» PARTS OF THE EXERCISE
**A.** Print the passage of the article on Singapore's H5N1 vaccine purchase from "Singapore is an" up to and including "in short order.".
**B.** According to the article on Singapore's H5N1 vaccine purchase, what is the shelf life of vaccines?
**C.** Finish out the next part of the article on Singapore's H5N1 vaccine purchase, picking up from its last sentence.

» PAGE EXTRACT
______________________________

Friday, March 12, 2010

Singapore Buys 1 Million H5N1 Shots

 

 

 

# 4423

 

 

Singapore is an island city-state located on the tip of the Malay Peninsula, with nearly 5 million inhabitants.    It is one of only three present day sovereign city-states, the other two being The Vatican and Monaco.

 

Long considered The Crossroads of the Orient, Singapore is literally  surrounded by countries that have seen outbreaks of H5N1 bird flu in poultry and sporadic cases in humans.  

 

Singapore

 

Their proximity to Indonesia, Malaysia, Cambodia, Vietnam, and Thailand is enough to give them pause, knowing that a pandemic outbreak in any of these neighboring countries would likely spill over to them in short order.

 

Consequently Singapore has been very active in making pandemic preparations (see In The Wake Of SARS, Singapore Prepares), and has recently ordered 1 million doses of H5N1 vaccine for their national stockpile.

 

Since vaccines have a limited shelf life (18 months to 2 years), making this sort of financial commitment is not an easy decision.  Their move to stockpile vaccine illustrates that - while largely absent from U.S. newspaper headlines - concerns over the bird flu virus have not gone away.

 

This report from  The Straits Times.

______________________________

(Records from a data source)
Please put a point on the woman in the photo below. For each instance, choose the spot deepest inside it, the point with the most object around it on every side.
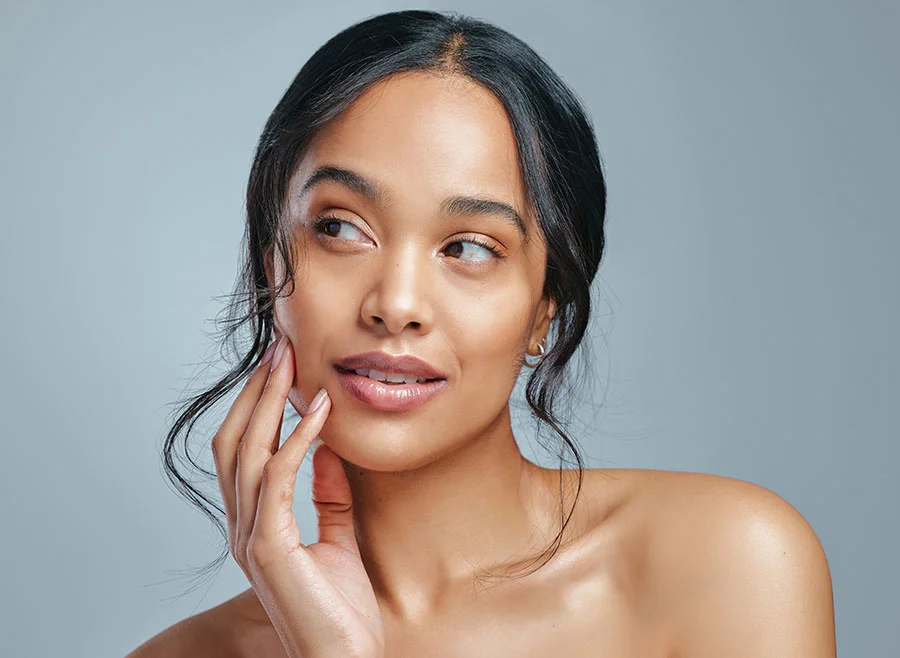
(425, 211)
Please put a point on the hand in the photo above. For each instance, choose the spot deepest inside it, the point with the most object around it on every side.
(319, 597)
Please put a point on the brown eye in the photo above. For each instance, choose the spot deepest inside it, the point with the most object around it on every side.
(457, 250)
(331, 227)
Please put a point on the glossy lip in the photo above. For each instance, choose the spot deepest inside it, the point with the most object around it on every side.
(404, 363)
(389, 397)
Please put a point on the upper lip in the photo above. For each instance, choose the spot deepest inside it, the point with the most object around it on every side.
(384, 362)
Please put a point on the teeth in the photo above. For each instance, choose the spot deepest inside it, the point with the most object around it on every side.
(389, 377)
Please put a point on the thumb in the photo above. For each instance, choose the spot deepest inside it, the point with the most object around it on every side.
(333, 500)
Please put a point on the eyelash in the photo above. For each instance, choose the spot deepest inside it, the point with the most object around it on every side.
(325, 219)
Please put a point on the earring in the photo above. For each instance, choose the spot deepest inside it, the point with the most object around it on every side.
(535, 364)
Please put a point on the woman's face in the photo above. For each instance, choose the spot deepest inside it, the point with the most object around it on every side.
(399, 275)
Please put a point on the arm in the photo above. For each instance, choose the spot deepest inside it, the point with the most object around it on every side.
(766, 587)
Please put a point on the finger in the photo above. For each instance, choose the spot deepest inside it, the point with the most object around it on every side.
(260, 441)
(333, 500)
(225, 442)
(276, 496)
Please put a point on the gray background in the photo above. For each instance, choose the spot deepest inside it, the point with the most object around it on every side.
(750, 282)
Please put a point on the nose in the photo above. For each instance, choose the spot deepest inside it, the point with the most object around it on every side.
(398, 297)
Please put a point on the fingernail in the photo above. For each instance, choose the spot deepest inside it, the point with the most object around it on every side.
(268, 355)
(279, 352)
(318, 400)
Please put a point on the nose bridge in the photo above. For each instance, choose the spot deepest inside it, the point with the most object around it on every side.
(398, 296)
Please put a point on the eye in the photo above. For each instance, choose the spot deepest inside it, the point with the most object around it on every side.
(480, 245)
(331, 227)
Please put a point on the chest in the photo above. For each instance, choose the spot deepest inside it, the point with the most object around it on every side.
(576, 625)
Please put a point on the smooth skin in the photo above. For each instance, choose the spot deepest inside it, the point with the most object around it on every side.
(318, 597)
(652, 563)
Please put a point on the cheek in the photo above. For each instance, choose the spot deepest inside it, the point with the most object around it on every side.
(489, 336)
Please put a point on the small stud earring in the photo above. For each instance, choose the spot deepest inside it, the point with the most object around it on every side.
(535, 364)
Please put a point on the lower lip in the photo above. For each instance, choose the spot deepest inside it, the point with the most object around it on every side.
(389, 397)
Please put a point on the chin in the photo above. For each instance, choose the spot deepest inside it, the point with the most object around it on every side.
(384, 445)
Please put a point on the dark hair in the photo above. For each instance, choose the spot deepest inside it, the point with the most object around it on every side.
(558, 158)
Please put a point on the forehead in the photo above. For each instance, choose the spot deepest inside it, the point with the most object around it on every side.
(423, 137)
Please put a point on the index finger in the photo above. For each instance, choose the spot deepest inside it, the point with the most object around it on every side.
(225, 442)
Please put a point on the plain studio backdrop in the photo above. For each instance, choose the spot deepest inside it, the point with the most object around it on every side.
(748, 312)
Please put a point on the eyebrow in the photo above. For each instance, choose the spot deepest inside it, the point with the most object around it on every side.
(452, 205)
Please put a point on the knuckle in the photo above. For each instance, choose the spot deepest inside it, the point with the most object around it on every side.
(271, 470)
(259, 552)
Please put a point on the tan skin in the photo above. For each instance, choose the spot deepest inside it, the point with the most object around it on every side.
(653, 563)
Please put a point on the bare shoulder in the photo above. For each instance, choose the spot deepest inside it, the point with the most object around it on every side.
(208, 634)
(728, 559)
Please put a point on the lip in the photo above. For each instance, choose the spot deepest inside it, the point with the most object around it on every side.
(404, 363)
(388, 397)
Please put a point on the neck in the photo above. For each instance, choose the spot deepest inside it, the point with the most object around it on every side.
(426, 534)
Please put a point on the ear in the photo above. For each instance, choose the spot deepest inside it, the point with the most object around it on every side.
(546, 310)
(269, 268)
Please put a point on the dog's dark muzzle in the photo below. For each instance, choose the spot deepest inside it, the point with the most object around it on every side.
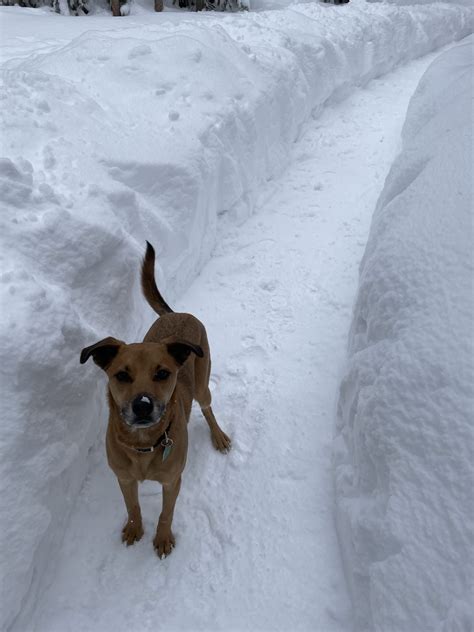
(145, 411)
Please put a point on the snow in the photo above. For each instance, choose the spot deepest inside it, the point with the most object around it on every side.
(167, 128)
(404, 466)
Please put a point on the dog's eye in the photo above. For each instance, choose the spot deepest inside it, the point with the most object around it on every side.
(123, 376)
(160, 375)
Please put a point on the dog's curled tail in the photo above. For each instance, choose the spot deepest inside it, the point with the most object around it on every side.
(150, 291)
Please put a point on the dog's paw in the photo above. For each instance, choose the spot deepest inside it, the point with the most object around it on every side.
(221, 441)
(163, 543)
(132, 532)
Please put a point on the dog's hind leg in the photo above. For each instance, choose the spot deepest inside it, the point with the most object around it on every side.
(133, 530)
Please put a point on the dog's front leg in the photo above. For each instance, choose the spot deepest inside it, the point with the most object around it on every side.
(164, 539)
(133, 530)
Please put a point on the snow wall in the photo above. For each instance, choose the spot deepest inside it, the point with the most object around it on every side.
(137, 133)
(405, 444)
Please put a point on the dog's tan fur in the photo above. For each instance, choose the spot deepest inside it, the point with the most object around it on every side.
(176, 344)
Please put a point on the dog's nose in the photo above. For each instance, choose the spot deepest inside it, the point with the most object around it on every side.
(142, 406)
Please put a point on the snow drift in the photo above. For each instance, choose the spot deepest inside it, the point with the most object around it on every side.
(404, 466)
(127, 132)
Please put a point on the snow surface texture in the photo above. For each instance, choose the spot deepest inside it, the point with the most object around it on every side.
(132, 130)
(404, 453)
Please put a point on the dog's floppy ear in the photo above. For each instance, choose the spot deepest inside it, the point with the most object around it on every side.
(180, 350)
(103, 352)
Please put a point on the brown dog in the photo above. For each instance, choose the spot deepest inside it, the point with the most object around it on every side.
(151, 388)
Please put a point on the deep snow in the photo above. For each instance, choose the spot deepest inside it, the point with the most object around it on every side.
(404, 456)
(176, 122)
(257, 547)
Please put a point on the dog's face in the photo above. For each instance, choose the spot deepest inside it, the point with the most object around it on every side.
(142, 376)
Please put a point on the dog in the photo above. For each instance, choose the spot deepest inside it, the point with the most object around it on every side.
(151, 387)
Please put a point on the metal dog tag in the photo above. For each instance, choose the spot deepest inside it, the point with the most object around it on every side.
(167, 444)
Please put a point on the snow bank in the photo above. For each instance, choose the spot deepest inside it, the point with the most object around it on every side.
(133, 131)
(404, 451)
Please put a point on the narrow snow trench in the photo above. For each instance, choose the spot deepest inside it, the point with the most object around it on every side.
(256, 543)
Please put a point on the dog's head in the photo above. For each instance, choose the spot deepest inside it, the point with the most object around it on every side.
(142, 376)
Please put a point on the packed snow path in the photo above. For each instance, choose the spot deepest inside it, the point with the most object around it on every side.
(256, 541)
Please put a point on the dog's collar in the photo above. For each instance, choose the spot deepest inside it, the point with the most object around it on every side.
(163, 440)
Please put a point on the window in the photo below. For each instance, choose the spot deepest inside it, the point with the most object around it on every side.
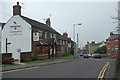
(54, 36)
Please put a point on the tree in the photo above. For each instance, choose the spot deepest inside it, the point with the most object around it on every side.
(101, 50)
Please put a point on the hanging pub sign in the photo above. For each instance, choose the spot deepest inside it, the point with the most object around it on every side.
(15, 30)
(35, 36)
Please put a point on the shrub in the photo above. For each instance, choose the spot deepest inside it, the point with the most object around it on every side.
(8, 60)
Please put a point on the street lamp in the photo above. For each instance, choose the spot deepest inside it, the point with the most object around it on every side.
(74, 35)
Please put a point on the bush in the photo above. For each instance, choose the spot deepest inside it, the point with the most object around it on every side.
(8, 60)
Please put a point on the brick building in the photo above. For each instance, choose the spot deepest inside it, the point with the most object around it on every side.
(112, 44)
(32, 39)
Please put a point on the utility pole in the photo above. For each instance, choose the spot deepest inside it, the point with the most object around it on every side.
(7, 44)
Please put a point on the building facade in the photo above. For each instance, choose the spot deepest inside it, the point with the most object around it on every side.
(27, 39)
(90, 47)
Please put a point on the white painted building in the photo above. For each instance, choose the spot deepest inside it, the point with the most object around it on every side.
(18, 33)
(0, 36)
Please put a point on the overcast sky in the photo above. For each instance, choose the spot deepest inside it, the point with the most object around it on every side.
(94, 17)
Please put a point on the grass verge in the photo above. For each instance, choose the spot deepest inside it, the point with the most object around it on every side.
(6, 65)
(68, 57)
(39, 61)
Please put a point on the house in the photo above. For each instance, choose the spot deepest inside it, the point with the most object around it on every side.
(90, 47)
(1, 27)
(112, 44)
(28, 39)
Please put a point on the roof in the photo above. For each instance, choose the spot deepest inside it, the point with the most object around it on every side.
(36, 24)
(2, 24)
(113, 37)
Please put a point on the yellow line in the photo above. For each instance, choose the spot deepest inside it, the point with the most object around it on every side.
(18, 70)
(102, 70)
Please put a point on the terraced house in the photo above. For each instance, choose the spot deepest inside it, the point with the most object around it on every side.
(112, 44)
(31, 39)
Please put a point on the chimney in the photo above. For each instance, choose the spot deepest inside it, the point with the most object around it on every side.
(16, 9)
(65, 34)
(48, 22)
(111, 33)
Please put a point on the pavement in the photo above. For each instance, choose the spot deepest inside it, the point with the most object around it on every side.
(23, 65)
(83, 68)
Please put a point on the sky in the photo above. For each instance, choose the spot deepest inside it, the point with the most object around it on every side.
(95, 17)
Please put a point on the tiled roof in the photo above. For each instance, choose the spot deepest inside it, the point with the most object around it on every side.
(37, 24)
(113, 37)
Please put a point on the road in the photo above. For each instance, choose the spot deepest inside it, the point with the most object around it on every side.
(82, 68)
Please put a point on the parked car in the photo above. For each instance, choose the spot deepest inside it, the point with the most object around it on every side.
(97, 55)
(85, 56)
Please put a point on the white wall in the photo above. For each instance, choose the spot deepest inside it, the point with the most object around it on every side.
(18, 41)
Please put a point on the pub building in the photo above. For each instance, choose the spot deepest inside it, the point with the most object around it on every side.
(30, 39)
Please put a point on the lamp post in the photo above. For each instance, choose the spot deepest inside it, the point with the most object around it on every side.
(74, 36)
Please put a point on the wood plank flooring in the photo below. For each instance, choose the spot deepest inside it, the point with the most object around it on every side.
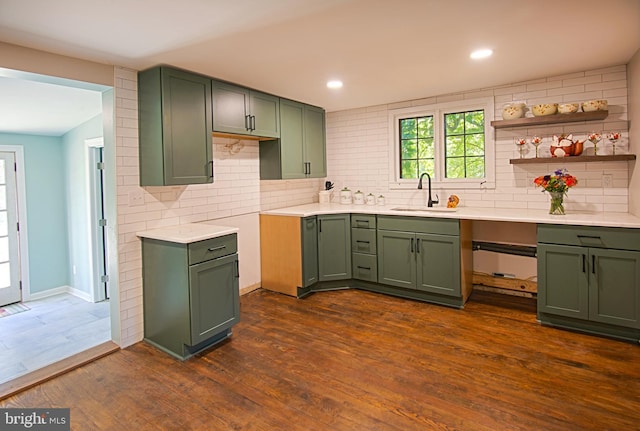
(354, 360)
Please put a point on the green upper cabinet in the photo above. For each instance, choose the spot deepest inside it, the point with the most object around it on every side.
(241, 111)
(175, 125)
(301, 150)
(334, 247)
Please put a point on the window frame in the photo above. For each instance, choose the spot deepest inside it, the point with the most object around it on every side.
(438, 110)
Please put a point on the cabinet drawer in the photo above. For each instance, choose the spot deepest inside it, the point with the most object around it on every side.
(364, 267)
(420, 224)
(590, 236)
(363, 240)
(212, 248)
(365, 221)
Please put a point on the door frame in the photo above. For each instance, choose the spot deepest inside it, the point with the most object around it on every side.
(21, 193)
(95, 207)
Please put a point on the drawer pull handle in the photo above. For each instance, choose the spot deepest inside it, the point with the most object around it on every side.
(589, 237)
(216, 248)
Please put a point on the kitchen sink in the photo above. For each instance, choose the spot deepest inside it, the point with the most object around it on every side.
(425, 209)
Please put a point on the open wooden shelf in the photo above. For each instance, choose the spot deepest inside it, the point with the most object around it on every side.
(575, 159)
(550, 119)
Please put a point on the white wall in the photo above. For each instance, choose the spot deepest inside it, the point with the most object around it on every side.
(633, 78)
(358, 146)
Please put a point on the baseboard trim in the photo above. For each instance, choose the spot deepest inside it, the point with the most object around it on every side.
(56, 369)
(250, 288)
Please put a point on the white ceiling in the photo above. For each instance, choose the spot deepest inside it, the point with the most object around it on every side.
(384, 50)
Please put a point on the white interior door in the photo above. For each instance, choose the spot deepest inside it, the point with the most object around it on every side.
(10, 291)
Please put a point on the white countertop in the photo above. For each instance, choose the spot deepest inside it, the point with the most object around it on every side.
(187, 233)
(489, 214)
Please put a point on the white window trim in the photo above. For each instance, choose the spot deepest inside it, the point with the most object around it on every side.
(438, 110)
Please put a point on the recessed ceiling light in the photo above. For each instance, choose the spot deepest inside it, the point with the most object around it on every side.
(481, 53)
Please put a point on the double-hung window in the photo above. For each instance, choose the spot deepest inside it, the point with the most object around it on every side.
(452, 142)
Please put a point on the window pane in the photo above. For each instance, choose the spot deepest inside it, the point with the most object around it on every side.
(409, 169)
(425, 148)
(455, 167)
(455, 146)
(425, 127)
(474, 122)
(454, 124)
(474, 145)
(464, 145)
(475, 167)
(4, 249)
(5, 275)
(427, 166)
(3, 224)
(408, 128)
(409, 149)
(416, 144)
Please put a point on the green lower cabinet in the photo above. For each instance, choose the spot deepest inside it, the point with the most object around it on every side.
(334, 247)
(191, 293)
(438, 264)
(214, 297)
(563, 283)
(597, 287)
(396, 258)
(427, 262)
(309, 233)
(614, 287)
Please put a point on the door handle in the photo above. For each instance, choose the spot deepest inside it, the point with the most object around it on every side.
(212, 249)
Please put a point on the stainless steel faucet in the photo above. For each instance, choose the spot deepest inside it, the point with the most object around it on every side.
(430, 201)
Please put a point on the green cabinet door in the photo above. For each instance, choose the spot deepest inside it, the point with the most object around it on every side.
(214, 297)
(563, 280)
(614, 287)
(438, 263)
(292, 163)
(315, 142)
(241, 111)
(301, 150)
(265, 115)
(174, 127)
(309, 231)
(334, 247)
(396, 258)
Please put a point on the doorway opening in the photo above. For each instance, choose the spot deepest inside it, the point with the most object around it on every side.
(62, 243)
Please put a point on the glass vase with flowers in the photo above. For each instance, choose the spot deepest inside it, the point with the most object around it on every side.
(557, 185)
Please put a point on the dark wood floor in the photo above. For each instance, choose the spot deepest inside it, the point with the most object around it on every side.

______________________________

» ANSWERS PER TASK
**A.**
Singapore is an island city-state located on the tip of the Malay Peninsula, with nearly 5 million inhabitants.    It is one of only three present day sovereign city-states, the other two being The Vatican and Monaco.

 

Long considered The Crossroads of the Orient, Singapore is literally  surrounded by countries that have seen outbreaks of H5N1 bird flu in poultry and sporadic cases in humans.  

 

Singapore

 

Their proximity to Indonesia, Malaysia, Cambodia, Vietnam, and Thailand is enough to give them pause, knowing that a pandemic outbreak in any of these neighboring countries would likely spill over to them in short order.

**B.** 18 months to 2 years.

**C.**
S'pore buys 1m H5N1 shots
March 12, 2010
H5N1 bug could be a bigger killer than H1N1 if it mutates

By Salma Khalik, Health Correspondent

SINGAPORE has bought a million doses of a vaccine to protect the people here against the H5N1 bird flu.

 

The vaccine will arrive by the end of the year.

 

The bug is particularly scary for Singapore, which sits next to Indonesia, the country with the most cases (163) and deaths (135) from the virus. Vietnam, with the next highest number of cases (115) and deaths (58), is also nearby.

 

Both countries have already had one death each this year.

 

Unlike the H1N1 pandemic that swept the globe last year, the H5N1 bug could be a bigger killer by far if it mutates.

 

Of the 486 people reported to have been infected by H5N1 since 2003, 287 have died. This works out to an almost six-in-10 death rate.